WHAT YOU ARE ASKED TO DO: Give the listing again exactly, omitting its images.

========================================================================

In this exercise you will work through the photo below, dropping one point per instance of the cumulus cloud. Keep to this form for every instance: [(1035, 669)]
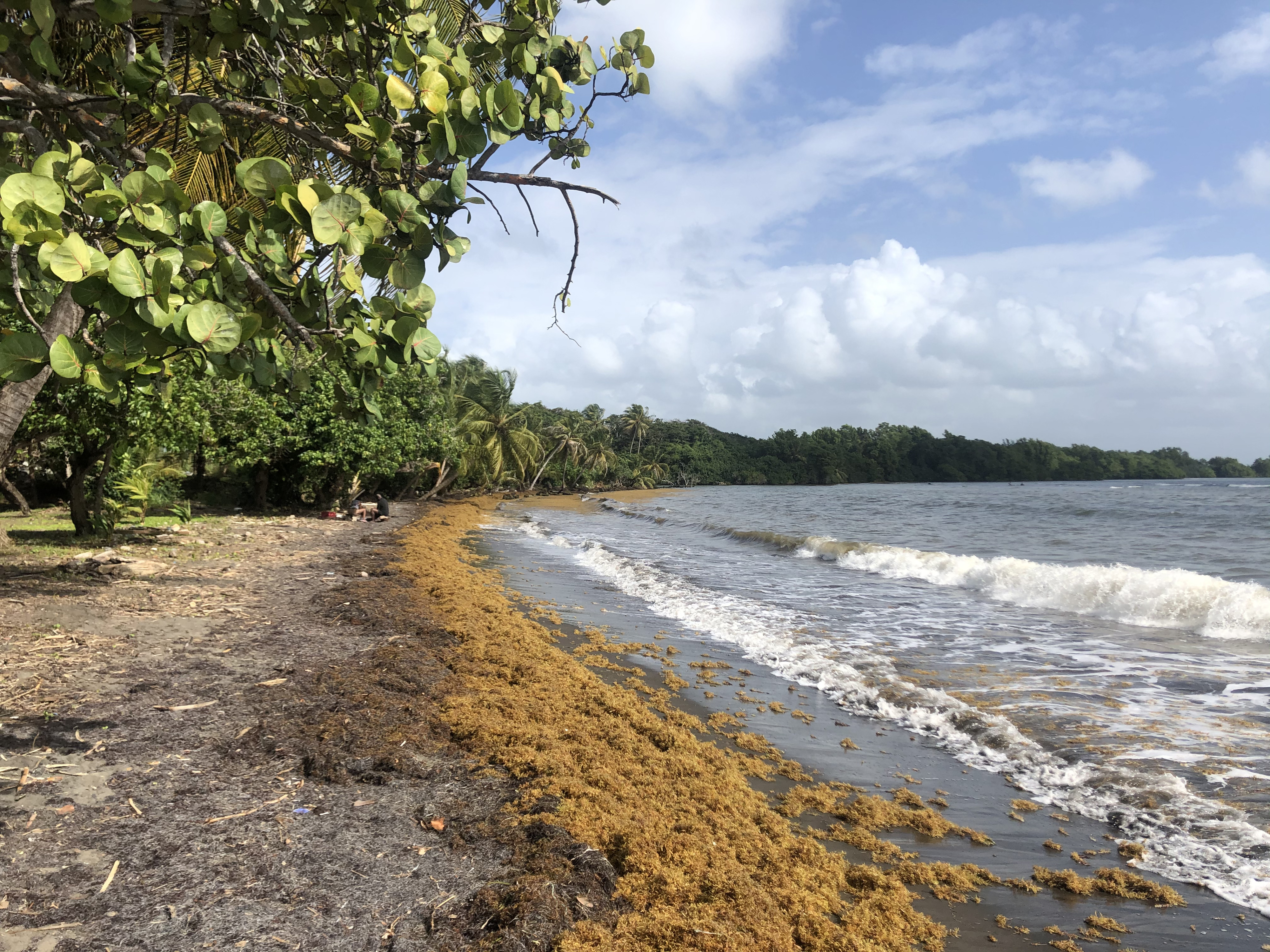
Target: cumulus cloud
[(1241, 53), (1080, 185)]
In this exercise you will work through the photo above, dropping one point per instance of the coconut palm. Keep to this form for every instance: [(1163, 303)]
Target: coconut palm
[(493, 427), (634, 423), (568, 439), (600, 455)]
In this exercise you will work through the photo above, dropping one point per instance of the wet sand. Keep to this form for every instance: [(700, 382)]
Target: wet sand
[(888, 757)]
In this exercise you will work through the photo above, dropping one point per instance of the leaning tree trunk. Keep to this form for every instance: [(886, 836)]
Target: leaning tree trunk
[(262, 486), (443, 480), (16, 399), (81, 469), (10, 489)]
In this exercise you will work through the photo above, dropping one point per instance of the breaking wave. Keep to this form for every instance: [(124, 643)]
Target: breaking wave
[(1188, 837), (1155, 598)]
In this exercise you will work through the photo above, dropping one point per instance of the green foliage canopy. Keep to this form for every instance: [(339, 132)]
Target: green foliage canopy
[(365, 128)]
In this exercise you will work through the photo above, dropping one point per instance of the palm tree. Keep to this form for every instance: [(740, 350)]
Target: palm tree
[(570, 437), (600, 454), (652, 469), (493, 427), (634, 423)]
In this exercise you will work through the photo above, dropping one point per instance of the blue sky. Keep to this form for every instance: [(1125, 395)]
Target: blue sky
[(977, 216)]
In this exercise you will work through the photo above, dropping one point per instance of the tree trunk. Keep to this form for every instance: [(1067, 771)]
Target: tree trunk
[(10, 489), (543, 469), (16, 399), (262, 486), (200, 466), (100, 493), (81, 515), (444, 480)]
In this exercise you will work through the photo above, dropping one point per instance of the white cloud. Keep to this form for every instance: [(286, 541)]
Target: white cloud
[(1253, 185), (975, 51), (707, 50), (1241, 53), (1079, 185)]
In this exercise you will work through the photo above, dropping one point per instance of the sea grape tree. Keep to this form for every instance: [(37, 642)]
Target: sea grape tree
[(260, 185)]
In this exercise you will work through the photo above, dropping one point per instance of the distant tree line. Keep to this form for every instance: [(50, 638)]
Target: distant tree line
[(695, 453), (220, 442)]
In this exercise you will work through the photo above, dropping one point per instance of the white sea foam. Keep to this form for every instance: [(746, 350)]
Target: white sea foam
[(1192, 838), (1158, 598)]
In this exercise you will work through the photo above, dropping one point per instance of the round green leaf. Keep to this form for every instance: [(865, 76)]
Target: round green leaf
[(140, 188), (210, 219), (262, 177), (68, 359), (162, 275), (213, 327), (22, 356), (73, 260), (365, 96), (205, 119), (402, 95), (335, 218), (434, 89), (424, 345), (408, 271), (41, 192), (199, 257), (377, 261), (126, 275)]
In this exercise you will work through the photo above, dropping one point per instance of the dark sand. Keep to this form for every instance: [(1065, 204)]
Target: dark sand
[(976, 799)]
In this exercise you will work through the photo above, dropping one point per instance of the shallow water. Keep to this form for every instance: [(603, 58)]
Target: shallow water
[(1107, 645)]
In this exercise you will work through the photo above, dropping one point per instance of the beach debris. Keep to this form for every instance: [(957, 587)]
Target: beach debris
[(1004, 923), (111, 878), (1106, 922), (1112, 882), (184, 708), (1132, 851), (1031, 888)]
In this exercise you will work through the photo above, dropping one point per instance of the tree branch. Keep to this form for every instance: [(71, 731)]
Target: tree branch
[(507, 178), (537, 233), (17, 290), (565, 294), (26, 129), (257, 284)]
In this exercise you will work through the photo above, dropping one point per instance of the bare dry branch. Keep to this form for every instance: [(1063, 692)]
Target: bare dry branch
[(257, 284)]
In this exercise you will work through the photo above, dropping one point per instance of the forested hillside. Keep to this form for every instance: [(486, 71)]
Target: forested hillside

========================================================================

WRITTEN RESPONSE:
In this exercise you will work through the photo below, dropping one point per instance of the cumulus cloud. Keep to this form for every instance: [(1035, 669)]
Target: cumulus cloud
[(1241, 53), (1080, 185)]
In this exercise you will work through the photo above, dropping one point per instance of the coconut palm. Keep to this form for every instance: [(1163, 303)]
Target: coconut palm
[(493, 427), (634, 423), (568, 439), (600, 455)]
In this exercise you will work through the photo above, dropping one point per instance of the wet sand. Keep to this form for every instance: [(700, 382)]
Target: wet sand
[(888, 757)]
In this exercise you will work through the photo above, dropping one point per instance of the leaning tree trunk. Keep to this form for every instance: [(886, 836)]
Target: leaning tree trunk
[(262, 486), (443, 480), (16, 399), (81, 469), (10, 489)]
In this exercise you will work through the photo above, dropping one point per instance of the breaking wave. Keep to this form for every instance: [(124, 643)]
Target: breaking wave
[(1188, 837), (1155, 598)]
In this exercise you will work through the photo above, dropping one point per instance of the green foliage canopy. Keep to this form for every instance: [(339, 132)]
Target: green foliage canopy
[(365, 128)]
In this exercise you will work through the photo above, dropping one point per instance of the palm tree. Keep to this form for every instance: [(740, 350)]
Target: palm tree
[(570, 437), (600, 454), (652, 469), (493, 427), (634, 423)]
In this exercise you will work through the photo above, dropping one point per instance of the blue sky. Keep to this form for every instance: [(1125, 395)]
Target: blue sky
[(977, 216)]
In this exercise you will work through the photo above, dropping one point per instance of the tree trunk. Keep to this form for every instance: [(1067, 771)]
Target: tree trunk
[(10, 489), (543, 469), (16, 399), (262, 486), (200, 466), (100, 493), (81, 515), (444, 480)]
In this exercise you will work through the photo above, dropping one point per instance of the white cloud. Keep to this form for every instance: [(286, 541)]
Target: white cloud
[(1253, 185), (975, 51), (707, 50), (1241, 53), (1079, 185)]
In this exercise you will work through the photo above, dropping one point per instance of the sea grape tree. Keep to this form for every instance: [(37, 642)]
Target: sea grape tree
[(260, 185)]
In this exercise you will work through the photo above, dropping one point per instance of the distant tree line. Keep to this form for every instance: [(50, 638)]
Target: distant tree line
[(695, 453), (220, 442)]
In this exercise you will work through the photo above, dropping one point per instance of the white sea foam. Keep to this form for every instance: [(746, 350)]
Target: white sea foam
[(1192, 838), (1158, 598)]
In this exercise you will work through the photo above, dropping one point per instance of the round green leaf. Keep to this form for every instance: [(865, 76)]
Target: round green leaf
[(140, 188), (210, 219), (262, 177), (68, 359), (162, 275), (213, 327), (22, 356), (73, 260), (365, 96), (205, 119), (402, 95), (335, 218), (434, 89), (424, 345), (408, 271), (41, 192), (199, 257), (377, 261), (126, 275)]
In this exercise you will work through the photo above, dropping one point per instance of the dark sand. Keep to this form for every instance: [(1065, 204)]
Target: dark sand
[(976, 799)]
In this exercise you will work through the photo above, dropping one point per instance of the shallow water. Keep to this form for every instance: [(603, 58)]
Target: shallow water
[(1107, 645)]
In this exercise you will work through the photo above, dropping one point per instance of the beach debris. Keep to this form for every instance: [(957, 587)]
Target: beach debris
[(1004, 923), (111, 878), (1106, 922), (1112, 882), (184, 708), (1132, 851), (1031, 888)]
In this exercise you will work through the photo above, dropping one point per instance of the tree branch. Keep to this form for every instance: [(71, 731)]
Target: tree branch
[(507, 178), (537, 233), (17, 290), (565, 294), (26, 129), (257, 284)]
In this exercise you will work through the photo above, dropping one point per instance of the bare dry branch. Keep to this form for every instance: [(1063, 692)]
Target: bare dry branch
[(257, 284)]
In this exercise you will work through the photo above, dropping one point per instance of the forested hillside. Keep to this form for every instance: [(486, 71)]
Target: forested hillside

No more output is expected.